• _Source_:
# Mandriva 2010 Disappointed



## Killer_Rubber_Ducky (Apr 13, 2010)

I feel disappointed in Mandriva 2010. There is not much difference between 2010 and 2009. If you run PCLinuxOS you can tell the difference right away. The same with Fedora Core and Ubuntu 10.04. The Powerpack is like 60 dollars too. Granted you are paying for Proprietary Codecs and DVD playback preinstalled but that is what the GStreamer Codecs are for. The Proprietary Blend is Fluendo.


----------



## Easy Rhino (Apr 19, 2010)

i have never gotten into mandriva. ubuntu and fedora are really my flavors of choice. the rest just seem bleh.


----------



## Killer_Rubber_Ducky (Apr 20, 2010)

Easy Rhino said:


> i have never gotten into mandriva. ubuntu and fedora are really my flavors of choice. the rest just seem bleh.



I actually tend to recommend either Linux Mint 8 or PCLinuxOS to people who want a "get up and go" set up


----------



## Easy Rhino (Apr 20, 2010)

Killer_Rubber_Ducky said:


> I actually tend to recommend either Linux Mint 8 or PCLinuxOS to people who want a "get up and go" set up



i hear a lot of good things about mint. it is essentially a stripped down version of ubuntu, right?


----------



## Killer_Rubber_Ducky (Apr 21, 2010)

Easy Rhino said:


> i hear a lot of good things about mint. it is essentially a stripped down version of ubuntu, right?



yes and no. It is a version of ubuntu with a different interface and most codecs and proprietary program preinstalled. It also has a very straight forward but user friendly feel.


----------



## monte84 (Apr 24, 2010)

• _Exercise task A_: In the entries, from the line with "where the electrical" up to and including the line with "top-left (200, 99), bottom-right (256, 143)", swap "white" for "cream". Write out only those lines again, with nothing else changed.
• _Exercise task B_: Carry on the forum thread about Mandriva 2010 from the point where it stops.
The entries have no connection to the forum thread about Mandriva 2010.

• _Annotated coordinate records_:
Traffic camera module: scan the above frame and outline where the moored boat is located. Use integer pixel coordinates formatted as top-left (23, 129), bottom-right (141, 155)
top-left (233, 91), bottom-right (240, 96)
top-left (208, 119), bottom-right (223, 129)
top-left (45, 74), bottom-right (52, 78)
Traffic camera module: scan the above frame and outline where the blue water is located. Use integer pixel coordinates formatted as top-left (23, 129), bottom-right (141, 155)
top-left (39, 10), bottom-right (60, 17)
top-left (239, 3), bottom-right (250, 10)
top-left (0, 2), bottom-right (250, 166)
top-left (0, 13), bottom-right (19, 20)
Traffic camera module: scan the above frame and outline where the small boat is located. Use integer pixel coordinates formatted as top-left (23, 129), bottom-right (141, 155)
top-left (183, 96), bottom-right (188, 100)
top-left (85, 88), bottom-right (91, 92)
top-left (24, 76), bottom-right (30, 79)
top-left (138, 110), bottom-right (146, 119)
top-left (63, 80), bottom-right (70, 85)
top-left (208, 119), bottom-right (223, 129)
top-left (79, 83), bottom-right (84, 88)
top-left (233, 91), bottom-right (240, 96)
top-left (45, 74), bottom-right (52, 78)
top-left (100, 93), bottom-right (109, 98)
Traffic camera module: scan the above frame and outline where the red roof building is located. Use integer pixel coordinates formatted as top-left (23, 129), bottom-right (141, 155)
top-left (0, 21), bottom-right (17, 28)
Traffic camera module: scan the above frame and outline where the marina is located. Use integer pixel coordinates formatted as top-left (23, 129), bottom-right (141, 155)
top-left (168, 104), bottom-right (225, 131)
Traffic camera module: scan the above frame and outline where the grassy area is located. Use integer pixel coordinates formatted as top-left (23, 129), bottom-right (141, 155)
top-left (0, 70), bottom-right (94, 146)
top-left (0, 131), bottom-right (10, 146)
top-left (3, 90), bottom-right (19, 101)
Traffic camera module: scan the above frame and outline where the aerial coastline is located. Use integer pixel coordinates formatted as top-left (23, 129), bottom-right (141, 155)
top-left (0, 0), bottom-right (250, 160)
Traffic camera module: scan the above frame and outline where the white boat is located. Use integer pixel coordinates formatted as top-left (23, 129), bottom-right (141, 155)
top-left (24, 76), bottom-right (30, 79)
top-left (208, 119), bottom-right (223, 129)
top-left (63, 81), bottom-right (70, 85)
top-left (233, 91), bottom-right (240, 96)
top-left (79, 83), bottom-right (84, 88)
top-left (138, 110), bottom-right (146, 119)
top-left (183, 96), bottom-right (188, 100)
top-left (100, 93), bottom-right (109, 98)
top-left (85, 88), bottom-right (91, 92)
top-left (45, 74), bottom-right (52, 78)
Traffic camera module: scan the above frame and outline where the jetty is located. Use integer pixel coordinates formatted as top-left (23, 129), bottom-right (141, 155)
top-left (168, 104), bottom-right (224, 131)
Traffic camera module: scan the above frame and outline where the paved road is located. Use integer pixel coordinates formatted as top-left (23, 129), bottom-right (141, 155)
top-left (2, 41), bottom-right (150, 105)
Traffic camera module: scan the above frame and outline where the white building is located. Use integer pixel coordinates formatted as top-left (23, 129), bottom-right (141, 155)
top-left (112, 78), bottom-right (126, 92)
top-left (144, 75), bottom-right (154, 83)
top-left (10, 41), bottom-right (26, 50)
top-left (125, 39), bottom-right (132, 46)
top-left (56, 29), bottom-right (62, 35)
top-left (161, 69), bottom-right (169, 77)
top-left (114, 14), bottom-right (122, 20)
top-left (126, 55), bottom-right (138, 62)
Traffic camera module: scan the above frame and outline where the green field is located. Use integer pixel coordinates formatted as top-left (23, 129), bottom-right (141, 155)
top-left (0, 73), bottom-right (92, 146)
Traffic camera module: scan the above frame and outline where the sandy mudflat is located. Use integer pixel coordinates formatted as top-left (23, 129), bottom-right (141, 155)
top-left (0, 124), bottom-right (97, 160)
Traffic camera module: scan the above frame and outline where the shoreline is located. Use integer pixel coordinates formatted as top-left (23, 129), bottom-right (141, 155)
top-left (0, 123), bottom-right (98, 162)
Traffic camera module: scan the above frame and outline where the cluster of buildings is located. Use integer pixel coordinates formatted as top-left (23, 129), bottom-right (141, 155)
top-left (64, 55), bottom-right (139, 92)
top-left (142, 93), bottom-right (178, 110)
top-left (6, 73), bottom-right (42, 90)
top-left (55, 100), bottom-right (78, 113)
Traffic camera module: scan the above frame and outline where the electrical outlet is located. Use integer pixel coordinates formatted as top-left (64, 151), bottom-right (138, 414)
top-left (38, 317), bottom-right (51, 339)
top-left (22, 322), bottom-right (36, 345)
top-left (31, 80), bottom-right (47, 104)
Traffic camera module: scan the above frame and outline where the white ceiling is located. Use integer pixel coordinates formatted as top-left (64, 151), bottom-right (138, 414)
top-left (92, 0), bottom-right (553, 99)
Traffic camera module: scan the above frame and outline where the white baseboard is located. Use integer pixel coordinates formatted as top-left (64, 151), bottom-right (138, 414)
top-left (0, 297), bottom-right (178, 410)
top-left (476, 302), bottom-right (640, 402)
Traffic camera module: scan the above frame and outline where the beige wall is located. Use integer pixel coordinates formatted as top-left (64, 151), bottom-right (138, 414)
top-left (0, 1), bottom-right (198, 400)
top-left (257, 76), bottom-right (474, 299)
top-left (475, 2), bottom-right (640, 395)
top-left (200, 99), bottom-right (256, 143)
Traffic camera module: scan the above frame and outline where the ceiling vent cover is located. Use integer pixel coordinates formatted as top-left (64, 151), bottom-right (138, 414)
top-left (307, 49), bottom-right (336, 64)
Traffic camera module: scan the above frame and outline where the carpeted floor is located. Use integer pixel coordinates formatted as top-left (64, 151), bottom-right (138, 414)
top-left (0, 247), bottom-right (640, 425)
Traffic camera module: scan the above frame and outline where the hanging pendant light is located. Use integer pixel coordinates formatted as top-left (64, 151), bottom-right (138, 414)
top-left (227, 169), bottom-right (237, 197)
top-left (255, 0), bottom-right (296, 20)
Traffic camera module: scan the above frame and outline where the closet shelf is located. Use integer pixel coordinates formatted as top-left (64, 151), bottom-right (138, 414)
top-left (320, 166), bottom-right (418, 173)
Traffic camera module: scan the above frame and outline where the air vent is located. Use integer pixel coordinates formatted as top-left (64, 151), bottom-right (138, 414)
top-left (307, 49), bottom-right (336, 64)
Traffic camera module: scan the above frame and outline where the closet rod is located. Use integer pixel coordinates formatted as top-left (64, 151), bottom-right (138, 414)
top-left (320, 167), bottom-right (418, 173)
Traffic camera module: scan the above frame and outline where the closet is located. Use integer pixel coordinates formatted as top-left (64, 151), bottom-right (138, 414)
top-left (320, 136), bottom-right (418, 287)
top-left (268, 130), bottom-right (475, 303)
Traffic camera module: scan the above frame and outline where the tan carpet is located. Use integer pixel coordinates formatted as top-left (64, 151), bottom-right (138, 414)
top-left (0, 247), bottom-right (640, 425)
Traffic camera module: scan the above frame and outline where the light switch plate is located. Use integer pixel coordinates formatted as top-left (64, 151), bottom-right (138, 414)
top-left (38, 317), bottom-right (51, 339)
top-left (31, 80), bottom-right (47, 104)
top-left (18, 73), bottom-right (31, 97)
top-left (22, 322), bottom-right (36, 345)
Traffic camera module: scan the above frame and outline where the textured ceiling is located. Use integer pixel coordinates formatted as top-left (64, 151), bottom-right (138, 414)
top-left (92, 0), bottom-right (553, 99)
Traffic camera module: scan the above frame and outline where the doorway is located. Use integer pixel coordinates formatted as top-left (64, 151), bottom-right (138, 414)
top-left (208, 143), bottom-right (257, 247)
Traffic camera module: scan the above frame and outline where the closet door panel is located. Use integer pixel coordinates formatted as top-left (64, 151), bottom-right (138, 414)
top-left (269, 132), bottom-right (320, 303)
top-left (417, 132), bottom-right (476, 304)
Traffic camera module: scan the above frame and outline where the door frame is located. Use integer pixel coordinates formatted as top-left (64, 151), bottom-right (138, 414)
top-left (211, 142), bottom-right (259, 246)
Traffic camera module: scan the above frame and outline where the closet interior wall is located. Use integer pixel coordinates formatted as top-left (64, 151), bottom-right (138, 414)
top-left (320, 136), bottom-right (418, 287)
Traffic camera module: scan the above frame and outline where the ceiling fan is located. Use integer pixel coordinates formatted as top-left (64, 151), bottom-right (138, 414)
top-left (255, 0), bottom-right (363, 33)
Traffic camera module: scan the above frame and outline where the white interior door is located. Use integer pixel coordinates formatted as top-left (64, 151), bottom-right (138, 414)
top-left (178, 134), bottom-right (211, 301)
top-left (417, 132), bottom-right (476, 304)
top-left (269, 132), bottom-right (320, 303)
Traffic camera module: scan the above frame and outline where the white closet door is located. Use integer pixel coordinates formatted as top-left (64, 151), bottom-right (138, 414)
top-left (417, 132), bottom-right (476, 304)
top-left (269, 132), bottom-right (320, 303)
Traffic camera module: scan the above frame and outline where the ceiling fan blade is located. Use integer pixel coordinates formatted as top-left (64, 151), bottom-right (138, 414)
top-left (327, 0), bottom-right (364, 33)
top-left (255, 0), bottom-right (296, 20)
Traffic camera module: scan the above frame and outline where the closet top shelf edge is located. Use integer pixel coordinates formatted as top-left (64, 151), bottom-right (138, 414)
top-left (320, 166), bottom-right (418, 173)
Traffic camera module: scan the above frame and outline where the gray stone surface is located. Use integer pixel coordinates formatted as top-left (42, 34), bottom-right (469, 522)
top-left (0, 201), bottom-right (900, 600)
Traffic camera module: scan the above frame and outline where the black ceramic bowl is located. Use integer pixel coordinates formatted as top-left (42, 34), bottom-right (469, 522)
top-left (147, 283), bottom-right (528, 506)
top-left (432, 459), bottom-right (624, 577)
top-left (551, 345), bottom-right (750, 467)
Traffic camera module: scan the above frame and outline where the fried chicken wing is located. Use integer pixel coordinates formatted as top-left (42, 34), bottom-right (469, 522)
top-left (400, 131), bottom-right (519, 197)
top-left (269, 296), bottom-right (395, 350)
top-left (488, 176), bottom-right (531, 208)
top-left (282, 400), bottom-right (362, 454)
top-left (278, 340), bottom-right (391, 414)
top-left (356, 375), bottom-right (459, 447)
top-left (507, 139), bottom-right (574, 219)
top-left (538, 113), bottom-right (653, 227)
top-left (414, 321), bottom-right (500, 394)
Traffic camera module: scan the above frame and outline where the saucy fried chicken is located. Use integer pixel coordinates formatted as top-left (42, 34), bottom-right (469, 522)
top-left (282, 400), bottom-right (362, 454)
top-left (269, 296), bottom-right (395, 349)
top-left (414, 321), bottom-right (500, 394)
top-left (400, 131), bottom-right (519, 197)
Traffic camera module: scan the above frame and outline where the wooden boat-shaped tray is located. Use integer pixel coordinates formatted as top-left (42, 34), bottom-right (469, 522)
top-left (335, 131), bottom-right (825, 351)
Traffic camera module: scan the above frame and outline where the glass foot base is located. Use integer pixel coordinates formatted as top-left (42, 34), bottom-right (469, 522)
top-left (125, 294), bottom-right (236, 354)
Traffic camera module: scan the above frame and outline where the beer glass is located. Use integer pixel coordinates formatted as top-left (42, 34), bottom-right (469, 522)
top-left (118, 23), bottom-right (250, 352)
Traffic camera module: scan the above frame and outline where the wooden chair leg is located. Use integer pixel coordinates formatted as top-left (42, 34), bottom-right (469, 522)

• _Result A_:
Traffic camera module: scan the above frame and outline where the electrical outlet is located. Use integer pixel coordinates formatted as top-left (64, 151), bottom-right (138, 414)
top-left (38, 317), bottom-right (51, 339)
top-left (22, 322), bottom-right (36, 345)
top-left (31, 80), bottom-right (47, 104)
Traffic camera module: scan the above frame and outline where the cream ceiling is located. Use integer pixel coordinates formatted as top-left (64, 151), bottom-right (138, 414)
top-left (92, 0), bottom-right (553, 99)
Traffic camera module: scan the above frame and outline where the cream baseboard is located. Use integer pixel coordinates formatted as top-left (64, 151), bottom-right (138, 414)
top-left (0, 297), bottom-right (178, 410)
top-left (476, 302), bottom-right (640, 402)
Traffic camera module: scan the above frame and outline where the beige wall is located. Use integer pixel coordinates formatted as top-left (64, 151), bottom-right (138, 414)
top-left (0, 1), bottom-right (198, 400)
top-left (257, 76), bottom-right (474, 299)
top-left (475, 2), bottom-right (640, 395)
top-left (200, 99), bottom-right (256, 143)

• _Result B_:
never cared much for RPM package system :x


----------



## Killer_Rubber_Ducky (Apr 25, 2010)

monte84 said:


> never cared much for RPM package system :x



ditto, i found RPM package system to be too slow. It was always waiting for something else to finish, but what, we never knew.


----------



## DRDNA (Apr 25, 2010)

is it core optimized?


----------



## regexorcist (Apr 26, 2010)

Killer_Rubber_Ducky said:


> ditto, i found RPM package system to be too slow. It was always waiting for something else to finish, but what, we never knew.



The irony of calling a binary package system slow. 
Running a source based system will change your mind about rpm.

urpmi seems to be solid http://wiki.mandriva.com/en/Tools/urpmi


----------



## Killer_Rubber_Ducky (Apr 26, 2010)

regexorcist said:


> The irony of calling a binary package system slow.
> Running a source based system will change your mind about rpm.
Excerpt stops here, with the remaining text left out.